=== EXTRACTED INFORMATION ===

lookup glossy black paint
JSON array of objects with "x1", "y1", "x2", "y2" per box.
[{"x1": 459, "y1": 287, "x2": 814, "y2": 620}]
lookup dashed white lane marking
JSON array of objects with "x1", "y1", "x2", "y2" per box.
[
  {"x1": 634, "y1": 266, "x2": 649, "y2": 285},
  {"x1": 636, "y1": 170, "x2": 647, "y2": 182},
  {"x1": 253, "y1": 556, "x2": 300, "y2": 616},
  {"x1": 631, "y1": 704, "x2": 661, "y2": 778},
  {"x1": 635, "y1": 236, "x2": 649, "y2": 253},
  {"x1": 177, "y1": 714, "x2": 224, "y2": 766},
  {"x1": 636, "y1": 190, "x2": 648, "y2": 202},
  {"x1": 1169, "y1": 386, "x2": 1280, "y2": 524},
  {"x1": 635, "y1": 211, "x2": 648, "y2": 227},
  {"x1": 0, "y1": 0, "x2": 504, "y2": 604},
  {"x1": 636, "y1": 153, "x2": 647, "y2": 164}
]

===

EXERCISE DIRECTIONS | Return all lines in the data that include the word "lookup".

YOUR RESPONSE |
lookup glossy black paint
lookup dashed white lane marking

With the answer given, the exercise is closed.